◆ Work required ◆
The answer is the line with "of the dense" and every line after it to the end of the listing, retyped exactly. Pictures do not belong in it.
──────── Material for this task ────────
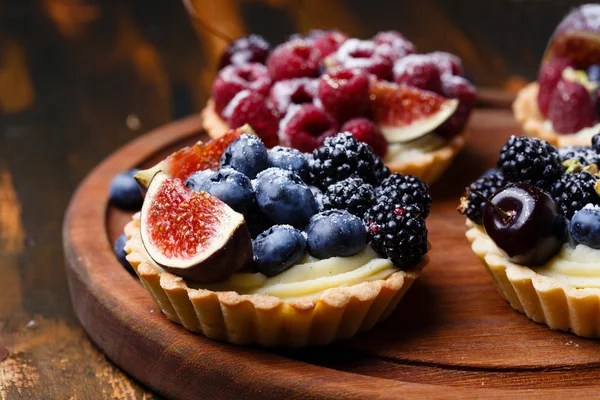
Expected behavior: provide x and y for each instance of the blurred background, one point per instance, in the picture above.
(80, 78)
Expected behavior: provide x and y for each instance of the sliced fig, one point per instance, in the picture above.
(577, 37)
(193, 234)
(200, 156)
(405, 113)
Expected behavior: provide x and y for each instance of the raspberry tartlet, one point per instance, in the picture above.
(411, 108)
(275, 247)
(535, 224)
(563, 106)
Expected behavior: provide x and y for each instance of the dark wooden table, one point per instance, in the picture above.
(79, 78)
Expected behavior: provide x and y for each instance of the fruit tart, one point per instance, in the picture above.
(276, 247)
(410, 108)
(535, 224)
(563, 106)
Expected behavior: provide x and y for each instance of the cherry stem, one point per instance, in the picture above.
(506, 216)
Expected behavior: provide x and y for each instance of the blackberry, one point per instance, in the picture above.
(407, 190)
(381, 171)
(397, 232)
(574, 191)
(341, 157)
(596, 143)
(531, 160)
(583, 154)
(351, 194)
(471, 204)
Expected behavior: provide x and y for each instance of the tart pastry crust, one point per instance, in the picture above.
(543, 299)
(527, 113)
(337, 313)
(428, 167)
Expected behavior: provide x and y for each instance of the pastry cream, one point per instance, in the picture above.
(413, 149)
(575, 265)
(309, 277)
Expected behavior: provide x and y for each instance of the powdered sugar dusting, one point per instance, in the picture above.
(228, 110)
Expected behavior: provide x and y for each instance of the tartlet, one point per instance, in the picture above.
(320, 76)
(561, 107)
(335, 314)
(346, 279)
(535, 232)
(527, 113)
(428, 166)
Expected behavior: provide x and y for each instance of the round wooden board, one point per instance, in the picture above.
(451, 336)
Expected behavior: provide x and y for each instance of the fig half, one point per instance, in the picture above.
(197, 157)
(193, 234)
(405, 113)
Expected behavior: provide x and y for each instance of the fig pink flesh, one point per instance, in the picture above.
(184, 222)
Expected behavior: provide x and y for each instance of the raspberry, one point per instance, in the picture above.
(341, 157)
(247, 49)
(235, 78)
(447, 63)
(328, 42)
(571, 107)
(532, 160)
(365, 55)
(344, 93)
(250, 108)
(293, 91)
(366, 131)
(418, 71)
(574, 191)
(549, 75)
(407, 190)
(472, 205)
(399, 44)
(351, 194)
(457, 87)
(397, 232)
(305, 127)
(295, 59)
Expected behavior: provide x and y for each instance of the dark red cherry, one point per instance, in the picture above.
(525, 222)
(247, 49)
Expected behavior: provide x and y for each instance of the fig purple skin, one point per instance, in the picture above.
(535, 229)
(577, 37)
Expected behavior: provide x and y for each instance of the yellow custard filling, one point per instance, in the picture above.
(310, 277)
(414, 149)
(577, 265)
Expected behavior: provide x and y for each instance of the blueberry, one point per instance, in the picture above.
(232, 187)
(335, 233)
(119, 250)
(284, 197)
(585, 227)
(318, 197)
(199, 180)
(593, 73)
(290, 159)
(247, 154)
(124, 191)
(277, 249)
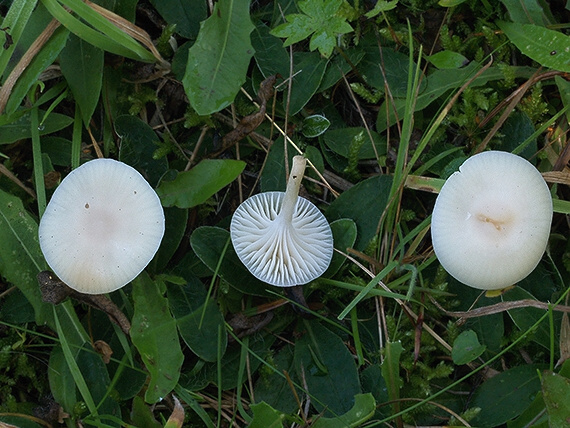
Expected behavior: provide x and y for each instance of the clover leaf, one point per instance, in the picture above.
(321, 19)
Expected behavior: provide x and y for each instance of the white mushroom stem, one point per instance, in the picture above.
(293, 186)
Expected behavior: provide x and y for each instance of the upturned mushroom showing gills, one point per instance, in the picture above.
(491, 221)
(102, 226)
(281, 238)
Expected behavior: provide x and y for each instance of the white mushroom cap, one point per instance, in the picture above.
(491, 220)
(102, 226)
(281, 238)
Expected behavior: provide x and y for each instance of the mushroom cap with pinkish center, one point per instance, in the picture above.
(102, 226)
(491, 220)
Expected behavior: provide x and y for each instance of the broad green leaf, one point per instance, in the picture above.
(273, 178)
(315, 125)
(198, 326)
(185, 14)
(526, 12)
(506, 395)
(212, 243)
(20, 129)
(16, 309)
(322, 359)
(141, 415)
(273, 388)
(20, 256)
(175, 221)
(265, 416)
(547, 47)
(363, 409)
(321, 20)
(466, 348)
(344, 236)
(394, 71)
(448, 59)
(364, 203)
(381, 6)
(270, 55)
(556, 394)
(155, 336)
(340, 141)
(138, 144)
(534, 415)
(339, 66)
(308, 70)
(82, 66)
(218, 61)
(194, 187)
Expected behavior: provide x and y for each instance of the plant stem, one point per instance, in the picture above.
(293, 186)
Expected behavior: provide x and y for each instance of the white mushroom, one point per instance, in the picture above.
(491, 220)
(281, 238)
(102, 226)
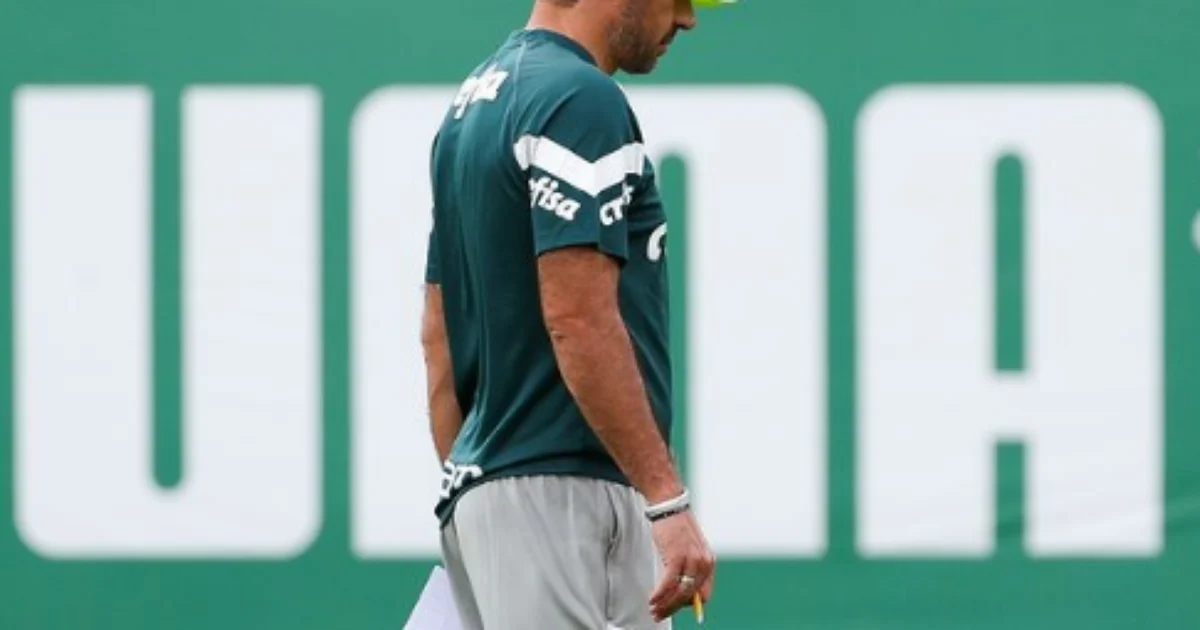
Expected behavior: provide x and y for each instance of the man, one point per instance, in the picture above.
(546, 322)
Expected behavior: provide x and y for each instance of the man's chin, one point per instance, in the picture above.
(642, 66)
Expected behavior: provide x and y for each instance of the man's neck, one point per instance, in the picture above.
(577, 23)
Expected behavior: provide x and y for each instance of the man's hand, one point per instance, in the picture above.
(445, 418)
(685, 555)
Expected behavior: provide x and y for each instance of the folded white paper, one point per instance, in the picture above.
(435, 610)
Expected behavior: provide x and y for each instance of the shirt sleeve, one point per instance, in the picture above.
(583, 165)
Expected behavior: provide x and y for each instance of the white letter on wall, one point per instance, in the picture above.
(395, 471)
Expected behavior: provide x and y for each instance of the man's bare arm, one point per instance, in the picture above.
(595, 355)
(445, 418)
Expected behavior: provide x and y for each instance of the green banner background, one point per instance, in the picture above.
(838, 51)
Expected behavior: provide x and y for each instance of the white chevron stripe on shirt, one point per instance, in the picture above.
(587, 177)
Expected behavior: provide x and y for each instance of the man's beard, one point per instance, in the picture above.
(634, 49)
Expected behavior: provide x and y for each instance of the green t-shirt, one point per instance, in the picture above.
(539, 150)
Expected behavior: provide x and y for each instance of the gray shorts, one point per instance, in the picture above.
(551, 553)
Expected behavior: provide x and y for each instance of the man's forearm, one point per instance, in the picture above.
(597, 360)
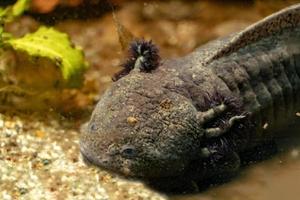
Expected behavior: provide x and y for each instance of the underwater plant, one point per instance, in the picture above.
(46, 59)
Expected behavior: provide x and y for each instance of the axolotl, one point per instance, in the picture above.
(193, 117)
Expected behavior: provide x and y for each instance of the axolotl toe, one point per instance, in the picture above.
(194, 116)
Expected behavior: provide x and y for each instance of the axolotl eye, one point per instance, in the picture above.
(128, 151)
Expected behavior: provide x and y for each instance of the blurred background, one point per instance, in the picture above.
(39, 155)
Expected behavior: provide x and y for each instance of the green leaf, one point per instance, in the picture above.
(52, 44)
(20, 7)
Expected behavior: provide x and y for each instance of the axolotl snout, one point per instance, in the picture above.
(192, 117)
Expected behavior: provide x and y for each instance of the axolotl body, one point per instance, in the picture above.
(193, 117)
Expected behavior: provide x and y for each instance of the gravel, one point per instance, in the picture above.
(38, 161)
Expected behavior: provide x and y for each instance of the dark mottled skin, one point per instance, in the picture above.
(147, 125)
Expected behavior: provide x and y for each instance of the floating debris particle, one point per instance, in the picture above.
(132, 120)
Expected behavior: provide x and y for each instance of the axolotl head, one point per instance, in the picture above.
(140, 129)
(144, 126)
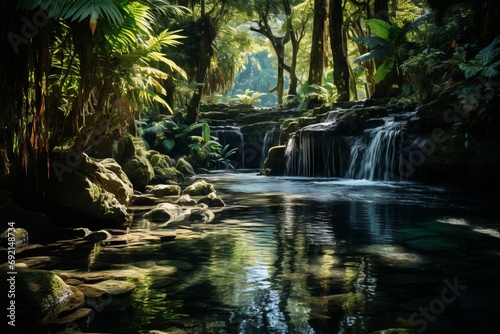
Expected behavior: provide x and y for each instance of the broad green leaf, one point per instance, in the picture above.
(374, 54)
(384, 69)
(489, 52)
(379, 27)
(372, 41)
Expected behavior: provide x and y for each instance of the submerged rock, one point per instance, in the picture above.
(139, 171)
(162, 190)
(18, 238)
(185, 167)
(212, 200)
(164, 212)
(40, 295)
(202, 215)
(186, 200)
(199, 188)
(275, 163)
(90, 191)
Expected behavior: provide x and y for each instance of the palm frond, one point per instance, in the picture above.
(374, 54)
(489, 52)
(372, 41)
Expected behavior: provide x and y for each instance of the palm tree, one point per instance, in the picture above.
(91, 60)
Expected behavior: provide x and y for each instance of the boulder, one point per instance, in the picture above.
(275, 163)
(110, 176)
(212, 200)
(164, 212)
(185, 167)
(39, 226)
(157, 159)
(201, 215)
(16, 237)
(162, 190)
(89, 192)
(199, 188)
(186, 200)
(40, 296)
(139, 171)
(167, 175)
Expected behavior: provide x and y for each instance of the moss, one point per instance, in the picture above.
(185, 167)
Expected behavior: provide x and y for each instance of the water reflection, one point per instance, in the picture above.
(295, 255)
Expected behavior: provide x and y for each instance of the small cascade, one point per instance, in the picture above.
(231, 136)
(271, 138)
(320, 150)
(317, 151)
(376, 160)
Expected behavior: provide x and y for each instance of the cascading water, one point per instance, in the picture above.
(377, 159)
(320, 150)
(231, 136)
(271, 138)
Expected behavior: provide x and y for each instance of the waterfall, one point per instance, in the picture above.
(320, 150)
(377, 160)
(232, 136)
(271, 138)
(317, 151)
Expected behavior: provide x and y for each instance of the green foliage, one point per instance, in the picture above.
(326, 93)
(387, 44)
(249, 97)
(485, 63)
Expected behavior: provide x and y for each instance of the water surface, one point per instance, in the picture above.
(303, 255)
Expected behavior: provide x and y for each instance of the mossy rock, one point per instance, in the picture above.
(170, 175)
(40, 296)
(156, 159)
(199, 188)
(20, 235)
(185, 167)
(139, 171)
(275, 162)
(162, 190)
(212, 200)
(164, 212)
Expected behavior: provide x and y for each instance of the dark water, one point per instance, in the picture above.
(301, 255)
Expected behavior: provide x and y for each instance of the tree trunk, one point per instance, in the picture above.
(317, 47)
(381, 10)
(340, 66)
(292, 90)
(205, 53)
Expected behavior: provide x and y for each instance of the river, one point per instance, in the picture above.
(305, 255)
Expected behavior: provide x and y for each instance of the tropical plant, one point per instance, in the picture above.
(224, 155)
(248, 97)
(387, 44)
(203, 151)
(84, 72)
(478, 91)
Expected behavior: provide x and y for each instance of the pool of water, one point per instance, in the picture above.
(302, 255)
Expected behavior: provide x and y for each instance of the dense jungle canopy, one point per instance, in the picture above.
(72, 70)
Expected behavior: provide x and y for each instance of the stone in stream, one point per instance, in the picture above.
(97, 236)
(201, 215)
(17, 238)
(199, 188)
(185, 167)
(212, 200)
(164, 212)
(40, 296)
(162, 190)
(76, 301)
(110, 287)
(186, 200)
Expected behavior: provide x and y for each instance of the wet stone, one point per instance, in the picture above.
(80, 315)
(76, 300)
(109, 287)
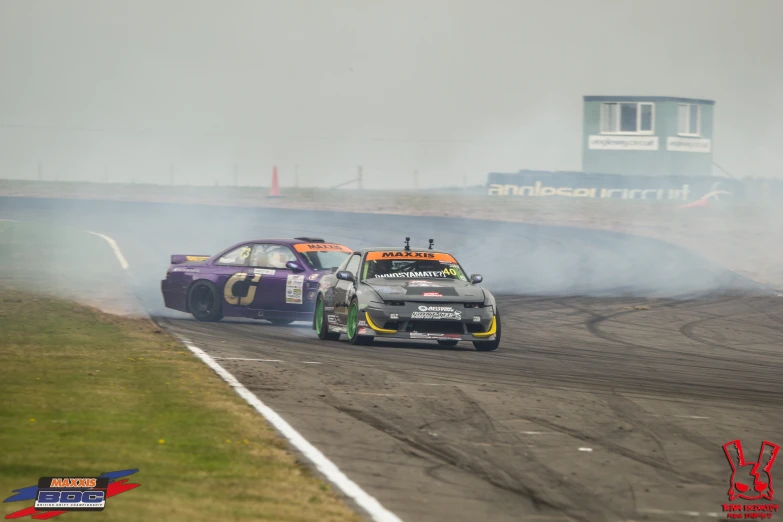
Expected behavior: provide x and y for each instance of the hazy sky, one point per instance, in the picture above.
(452, 88)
────────
◆ Exercise answer ◆
Expected behavior: provide x and y for each instance of the dense jungle canopy, one point per instance, in the picture above.
(72, 70)
Expected behavior: provide x and y for each instance of the stone in stream, one point per instance, in the picture above.
(97, 236)
(201, 215)
(17, 238)
(199, 188)
(185, 167)
(212, 200)
(164, 212)
(40, 296)
(162, 190)
(76, 301)
(110, 287)
(186, 200)
Expected behavior: provide x and y for each instance of the wet stone, one point per instance, in the picture above.
(80, 315)
(76, 300)
(109, 287)
Expected behavior: provide x and y for each instance of the hazy sky, one point per instance, in the picture above.
(452, 88)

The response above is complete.